#### [Extract]

Editor’s note: Opinion pieces such as this do not necessarily reflect the views of Kent Bylines or the Bylines Network.
Your country needs YOU!
This nation is short of HGV drivers, warehouse stackers, chicken slaughterers, hospitality and care-home staff. The European Haulers Association tell us that the recent offer of short-term visas for drivers from the EU is unlikely to appeal to many. Conscription could be the answer!
So we face the battles at the petrol stations and in the supermarket aisles … alone. “Very well then … alone” as was memorably said in World War II. In the earlier World War, Kitchener’s poster persuaded most young British men to sign up even before conscription was brought in.
Appeal to the young
Very well then … appeal to the young at a time of national crisis. So how about conscripting all school-leaving youngsters aged 17 and above to serve some time in these sectors?
Pay them the minimum starting wage applicable in the sector. If they had to serve for a year, or 10 months to allow for some holidays, that would also solve the problem at some universities of the cohorts backing up after Covid. Some medical schools, for example, are paying the students they have accepted to defer a year.
For some areas of study, it might be a positive advantage to have had some job experience post-school. Future nurses and social workers could have worked in care homes. Future retail managers would have seen the basics of the warehouse. Would-be surgeons could have honed their dexterity on Christmas turkeys. Future engineers sent into the fields might have dreamed up better designs of picker robots. Creative curriculum designers in the universities could find some ways to incorporate such experience alongside other learning and assessment.
Not a new idea
Using conscription for social service is not a new idea. In several countries it can serve as an alternative to military service. In the 1970s I was working with the Simon/Cyrenian network of houses for the single homeless.
We used to get some great volunteers from West Germany who had opted for social service instead of military service. We also used to get young Britons who had to do a certain amount of social service before they qualified as probation officers.
The need to pay conscripts
But British industries now in need of labour should not get conscripts free of charge. They should pay the basic rates. This would help students, who now have to saddle themselves with student loans. This amounts on average to some £35,000 by the time they finish a three year course. The interest on loans varies from 1.1% to 4.2%. And it applies from when the money is granted, so it can amount to almost £1500 by graduation.

[Collection entries]
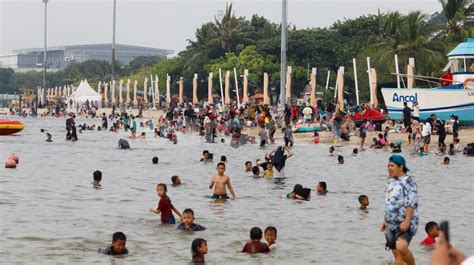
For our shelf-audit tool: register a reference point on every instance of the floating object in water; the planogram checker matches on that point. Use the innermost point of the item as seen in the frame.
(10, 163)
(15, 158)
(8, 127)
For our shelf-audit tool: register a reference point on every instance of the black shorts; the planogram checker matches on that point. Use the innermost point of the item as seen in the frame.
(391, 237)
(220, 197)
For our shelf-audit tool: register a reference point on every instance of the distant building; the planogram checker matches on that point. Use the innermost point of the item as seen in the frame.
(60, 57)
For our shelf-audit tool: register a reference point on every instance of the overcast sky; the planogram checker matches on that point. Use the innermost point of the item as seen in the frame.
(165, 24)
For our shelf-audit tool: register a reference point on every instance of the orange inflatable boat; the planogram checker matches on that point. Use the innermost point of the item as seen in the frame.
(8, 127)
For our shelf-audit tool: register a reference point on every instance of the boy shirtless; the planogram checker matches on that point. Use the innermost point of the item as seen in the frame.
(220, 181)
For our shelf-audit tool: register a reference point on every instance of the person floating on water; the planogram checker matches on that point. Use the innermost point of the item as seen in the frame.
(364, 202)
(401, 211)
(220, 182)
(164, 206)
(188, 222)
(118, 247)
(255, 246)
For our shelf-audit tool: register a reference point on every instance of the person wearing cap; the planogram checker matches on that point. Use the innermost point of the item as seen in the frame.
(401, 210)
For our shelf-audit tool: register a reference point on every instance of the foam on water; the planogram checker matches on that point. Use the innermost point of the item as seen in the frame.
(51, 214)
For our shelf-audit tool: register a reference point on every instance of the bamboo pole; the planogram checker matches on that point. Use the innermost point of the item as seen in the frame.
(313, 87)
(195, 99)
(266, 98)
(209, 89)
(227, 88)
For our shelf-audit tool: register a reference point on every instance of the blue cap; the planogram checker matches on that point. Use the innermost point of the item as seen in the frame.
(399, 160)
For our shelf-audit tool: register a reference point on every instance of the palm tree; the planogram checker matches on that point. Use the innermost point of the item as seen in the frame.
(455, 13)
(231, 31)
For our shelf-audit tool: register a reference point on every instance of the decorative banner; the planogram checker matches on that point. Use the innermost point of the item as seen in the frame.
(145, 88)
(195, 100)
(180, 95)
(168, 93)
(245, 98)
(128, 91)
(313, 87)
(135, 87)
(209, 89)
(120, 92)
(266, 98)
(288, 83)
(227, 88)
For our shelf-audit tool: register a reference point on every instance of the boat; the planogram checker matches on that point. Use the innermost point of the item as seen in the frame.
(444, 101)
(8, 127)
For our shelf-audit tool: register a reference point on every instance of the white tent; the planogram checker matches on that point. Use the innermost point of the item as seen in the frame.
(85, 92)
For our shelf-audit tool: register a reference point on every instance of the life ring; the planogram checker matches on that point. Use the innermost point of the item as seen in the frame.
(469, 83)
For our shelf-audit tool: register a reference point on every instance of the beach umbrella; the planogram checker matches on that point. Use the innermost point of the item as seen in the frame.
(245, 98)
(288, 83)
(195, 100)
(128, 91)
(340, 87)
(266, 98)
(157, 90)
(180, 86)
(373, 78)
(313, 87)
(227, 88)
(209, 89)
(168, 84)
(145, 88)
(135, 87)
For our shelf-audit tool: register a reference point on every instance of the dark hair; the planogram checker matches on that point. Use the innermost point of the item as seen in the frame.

#### [Explore the material]
**1.** Edit the conscription opinion piece from "Your country needs" through "be the answer!", replacing "chicken slaughterers" with "poultry processors".
**2.** According to the conscription opinion piece, why should industries pay conscripts the basic rates rather than get them free of charge?

#### [Problem solutions]
**1.**
Your country needs YOU!
This nation is short of HGV drivers, warehouse stackers, poultry processors, hospitality and care-home staff. The European Haulers Association tell us that the recent offer of short-term visas for drivers from the EU is unlikely to appeal to many. Conscription could be the answer!

**2.** Paying the basic rates would help students, who now take on student loans. These loans average some £35,000 by the end of a three-year course. Interest applies from when the money is granted, so it can reach almost £1500 by graduation.